Rows from a pointing dataset:
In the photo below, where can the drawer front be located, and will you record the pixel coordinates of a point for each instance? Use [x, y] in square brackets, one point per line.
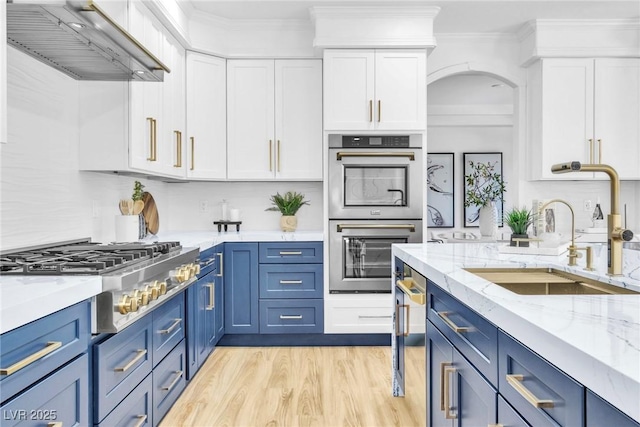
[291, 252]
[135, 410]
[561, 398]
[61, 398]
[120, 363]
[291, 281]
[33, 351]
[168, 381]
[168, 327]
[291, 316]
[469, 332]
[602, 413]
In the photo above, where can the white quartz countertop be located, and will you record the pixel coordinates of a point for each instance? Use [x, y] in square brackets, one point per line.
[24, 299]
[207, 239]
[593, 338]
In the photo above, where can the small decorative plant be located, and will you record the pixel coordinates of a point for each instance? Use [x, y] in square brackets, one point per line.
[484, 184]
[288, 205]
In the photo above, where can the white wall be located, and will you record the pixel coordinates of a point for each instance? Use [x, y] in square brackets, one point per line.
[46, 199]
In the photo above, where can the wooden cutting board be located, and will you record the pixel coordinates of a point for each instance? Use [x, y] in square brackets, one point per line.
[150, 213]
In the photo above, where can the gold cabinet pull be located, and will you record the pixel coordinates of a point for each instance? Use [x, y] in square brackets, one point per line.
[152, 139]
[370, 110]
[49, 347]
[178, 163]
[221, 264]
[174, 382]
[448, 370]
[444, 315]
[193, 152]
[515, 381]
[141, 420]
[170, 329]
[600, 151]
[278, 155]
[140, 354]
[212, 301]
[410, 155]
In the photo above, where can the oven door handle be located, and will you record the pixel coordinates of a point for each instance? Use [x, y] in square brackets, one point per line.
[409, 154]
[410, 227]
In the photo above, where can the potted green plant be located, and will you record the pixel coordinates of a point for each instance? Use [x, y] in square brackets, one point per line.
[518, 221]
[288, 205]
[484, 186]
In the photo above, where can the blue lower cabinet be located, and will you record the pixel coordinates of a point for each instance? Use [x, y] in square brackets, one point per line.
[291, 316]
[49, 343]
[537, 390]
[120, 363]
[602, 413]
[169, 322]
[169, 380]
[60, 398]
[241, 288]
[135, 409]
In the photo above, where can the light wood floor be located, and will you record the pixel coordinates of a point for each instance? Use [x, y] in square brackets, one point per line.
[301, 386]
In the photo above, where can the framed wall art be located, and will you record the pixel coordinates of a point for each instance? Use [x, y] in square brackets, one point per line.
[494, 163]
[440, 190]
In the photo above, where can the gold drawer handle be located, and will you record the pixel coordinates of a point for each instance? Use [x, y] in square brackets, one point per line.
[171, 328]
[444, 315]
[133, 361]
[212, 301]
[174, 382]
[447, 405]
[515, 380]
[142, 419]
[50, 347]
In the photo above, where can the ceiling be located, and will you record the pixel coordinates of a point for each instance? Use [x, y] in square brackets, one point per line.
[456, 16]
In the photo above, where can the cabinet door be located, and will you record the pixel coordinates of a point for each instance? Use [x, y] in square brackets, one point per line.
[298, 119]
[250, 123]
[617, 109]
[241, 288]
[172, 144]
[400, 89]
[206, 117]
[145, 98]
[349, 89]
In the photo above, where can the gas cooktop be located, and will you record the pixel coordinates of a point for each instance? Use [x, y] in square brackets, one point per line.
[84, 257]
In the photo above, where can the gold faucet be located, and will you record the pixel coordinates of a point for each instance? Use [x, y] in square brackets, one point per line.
---
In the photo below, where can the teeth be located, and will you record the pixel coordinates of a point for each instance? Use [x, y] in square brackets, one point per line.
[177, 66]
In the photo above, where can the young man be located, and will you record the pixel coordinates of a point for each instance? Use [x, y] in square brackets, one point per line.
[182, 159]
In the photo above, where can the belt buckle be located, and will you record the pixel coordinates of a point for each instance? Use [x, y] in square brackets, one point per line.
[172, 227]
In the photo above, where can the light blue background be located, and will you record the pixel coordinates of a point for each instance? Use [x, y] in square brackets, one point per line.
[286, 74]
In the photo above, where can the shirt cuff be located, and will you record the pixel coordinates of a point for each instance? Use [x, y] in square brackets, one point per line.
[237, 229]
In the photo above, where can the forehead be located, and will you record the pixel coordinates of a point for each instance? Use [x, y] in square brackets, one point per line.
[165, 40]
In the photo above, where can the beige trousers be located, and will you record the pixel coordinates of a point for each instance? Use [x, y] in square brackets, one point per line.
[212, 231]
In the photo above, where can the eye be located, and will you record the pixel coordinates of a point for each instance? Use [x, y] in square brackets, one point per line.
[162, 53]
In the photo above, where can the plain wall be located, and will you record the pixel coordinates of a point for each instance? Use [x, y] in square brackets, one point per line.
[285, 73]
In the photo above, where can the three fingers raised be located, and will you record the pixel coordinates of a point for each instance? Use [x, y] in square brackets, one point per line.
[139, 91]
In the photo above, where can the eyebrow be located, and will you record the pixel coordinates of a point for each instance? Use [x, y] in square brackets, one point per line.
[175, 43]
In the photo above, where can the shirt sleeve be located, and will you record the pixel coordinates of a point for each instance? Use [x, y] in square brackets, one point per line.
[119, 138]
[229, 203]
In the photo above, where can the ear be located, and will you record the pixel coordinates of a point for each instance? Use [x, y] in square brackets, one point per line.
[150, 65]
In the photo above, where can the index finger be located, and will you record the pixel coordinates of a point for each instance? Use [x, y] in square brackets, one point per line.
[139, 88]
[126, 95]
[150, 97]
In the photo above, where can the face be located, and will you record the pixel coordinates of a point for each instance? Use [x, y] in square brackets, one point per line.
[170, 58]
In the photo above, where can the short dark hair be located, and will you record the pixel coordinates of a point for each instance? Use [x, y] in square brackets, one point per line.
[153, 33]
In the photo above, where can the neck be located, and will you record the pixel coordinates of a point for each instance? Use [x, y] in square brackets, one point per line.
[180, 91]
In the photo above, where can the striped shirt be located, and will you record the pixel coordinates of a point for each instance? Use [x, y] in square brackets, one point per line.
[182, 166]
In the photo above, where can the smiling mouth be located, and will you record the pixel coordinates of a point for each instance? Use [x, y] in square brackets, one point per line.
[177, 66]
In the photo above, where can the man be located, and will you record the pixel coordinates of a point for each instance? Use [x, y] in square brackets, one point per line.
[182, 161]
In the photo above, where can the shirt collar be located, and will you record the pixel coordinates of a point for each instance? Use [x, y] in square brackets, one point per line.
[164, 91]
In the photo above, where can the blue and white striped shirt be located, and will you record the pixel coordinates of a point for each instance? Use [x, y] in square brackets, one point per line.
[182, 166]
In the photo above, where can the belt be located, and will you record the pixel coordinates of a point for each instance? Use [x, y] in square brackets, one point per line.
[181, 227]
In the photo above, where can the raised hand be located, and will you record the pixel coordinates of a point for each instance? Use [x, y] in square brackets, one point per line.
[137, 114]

SET EXERCISE: Filter the entries above, copying every line that contains the word "neck". Case matters.

ANSWER BELOW:
In the photo above, where can the neck be located, and will you record the pixel coordinates of a point for each instance? Use [x, y] in square brackets, one point per line.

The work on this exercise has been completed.